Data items

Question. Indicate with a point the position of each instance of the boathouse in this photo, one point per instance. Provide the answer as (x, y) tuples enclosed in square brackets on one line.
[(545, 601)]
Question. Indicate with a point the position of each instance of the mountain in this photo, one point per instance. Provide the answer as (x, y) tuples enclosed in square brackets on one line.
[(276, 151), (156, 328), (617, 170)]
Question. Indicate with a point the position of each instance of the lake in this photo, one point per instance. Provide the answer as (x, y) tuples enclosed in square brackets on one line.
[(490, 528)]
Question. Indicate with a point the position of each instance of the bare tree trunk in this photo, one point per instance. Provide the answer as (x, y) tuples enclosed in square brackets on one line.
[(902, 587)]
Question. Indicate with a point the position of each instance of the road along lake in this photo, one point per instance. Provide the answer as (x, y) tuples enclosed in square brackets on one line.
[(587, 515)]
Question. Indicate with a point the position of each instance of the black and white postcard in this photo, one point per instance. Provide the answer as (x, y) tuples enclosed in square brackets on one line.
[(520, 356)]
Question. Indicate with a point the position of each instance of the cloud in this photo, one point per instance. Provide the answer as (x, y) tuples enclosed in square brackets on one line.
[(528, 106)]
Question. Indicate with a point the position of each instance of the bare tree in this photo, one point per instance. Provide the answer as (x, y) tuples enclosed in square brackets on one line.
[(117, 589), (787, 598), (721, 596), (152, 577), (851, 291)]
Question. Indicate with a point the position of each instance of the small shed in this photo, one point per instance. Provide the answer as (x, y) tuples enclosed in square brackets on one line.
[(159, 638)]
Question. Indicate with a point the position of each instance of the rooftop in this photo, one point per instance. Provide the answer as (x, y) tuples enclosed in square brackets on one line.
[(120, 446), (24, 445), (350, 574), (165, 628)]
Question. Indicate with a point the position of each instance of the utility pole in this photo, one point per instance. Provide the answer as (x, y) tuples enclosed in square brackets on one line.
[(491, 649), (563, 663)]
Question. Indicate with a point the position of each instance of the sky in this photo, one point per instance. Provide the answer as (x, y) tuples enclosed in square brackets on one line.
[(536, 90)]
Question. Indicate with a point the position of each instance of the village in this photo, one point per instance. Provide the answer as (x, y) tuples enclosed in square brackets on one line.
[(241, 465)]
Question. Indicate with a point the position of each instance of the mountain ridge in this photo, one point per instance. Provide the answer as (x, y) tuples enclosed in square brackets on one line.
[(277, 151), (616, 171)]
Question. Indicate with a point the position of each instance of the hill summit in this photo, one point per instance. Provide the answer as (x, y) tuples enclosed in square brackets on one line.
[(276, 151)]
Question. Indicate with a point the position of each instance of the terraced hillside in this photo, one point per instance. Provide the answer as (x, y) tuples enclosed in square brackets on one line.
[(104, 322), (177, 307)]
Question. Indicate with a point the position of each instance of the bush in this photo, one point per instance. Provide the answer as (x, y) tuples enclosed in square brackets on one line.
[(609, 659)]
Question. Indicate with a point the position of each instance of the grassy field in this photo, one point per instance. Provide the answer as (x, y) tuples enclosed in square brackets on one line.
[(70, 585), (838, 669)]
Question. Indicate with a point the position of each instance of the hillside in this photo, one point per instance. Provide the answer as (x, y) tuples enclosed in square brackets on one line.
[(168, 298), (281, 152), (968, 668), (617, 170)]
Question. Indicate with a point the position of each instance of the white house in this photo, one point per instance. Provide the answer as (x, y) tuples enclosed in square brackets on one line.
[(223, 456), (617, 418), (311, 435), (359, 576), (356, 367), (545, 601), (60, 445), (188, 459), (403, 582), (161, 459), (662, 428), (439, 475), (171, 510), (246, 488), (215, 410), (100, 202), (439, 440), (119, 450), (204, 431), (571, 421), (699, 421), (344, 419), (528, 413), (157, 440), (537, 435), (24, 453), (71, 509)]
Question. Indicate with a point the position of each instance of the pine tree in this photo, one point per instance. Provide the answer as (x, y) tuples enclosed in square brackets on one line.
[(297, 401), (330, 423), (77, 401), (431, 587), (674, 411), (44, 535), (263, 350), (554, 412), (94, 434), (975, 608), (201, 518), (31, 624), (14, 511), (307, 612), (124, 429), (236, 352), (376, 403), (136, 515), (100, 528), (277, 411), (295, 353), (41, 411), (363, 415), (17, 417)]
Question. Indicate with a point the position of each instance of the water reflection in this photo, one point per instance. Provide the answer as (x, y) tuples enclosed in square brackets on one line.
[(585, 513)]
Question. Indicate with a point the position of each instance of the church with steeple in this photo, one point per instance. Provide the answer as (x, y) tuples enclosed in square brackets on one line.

▶ [WHAT IS BEING ASKED] Rewrite everything from the start of the entries down to the line containing "[(902, 587)]", changing "tuples" to "pairs" throughout and keeping all else the same.

▶ [WRITTEN ANSWER]
Question. Indicate with a point the position of each instance of the boathouse in this photo, one point per instance. Provide the answer as (x, y) pairs enclosed in square brackets on one line.
[(545, 601)]
Question. Indicate with a point the position of each instance of the mountain in this photo, one point per instance. Provide the answer as (x, y) pairs enclosed in square brackets on one line.
[(276, 151), (156, 328), (617, 170)]
Question. Indicate with a point the position of each instance of the lake in this photo, one point per instance. Provide the answer as (x, y) pairs enclosed in square brackets on one line.
[(490, 528)]
Question. Indicate with a point the position of each instance of the bare tree trunk in this photo, one point per instance. Provide the answer as (x, y) pairs enclosed in square brackets on one line.
[(902, 587)]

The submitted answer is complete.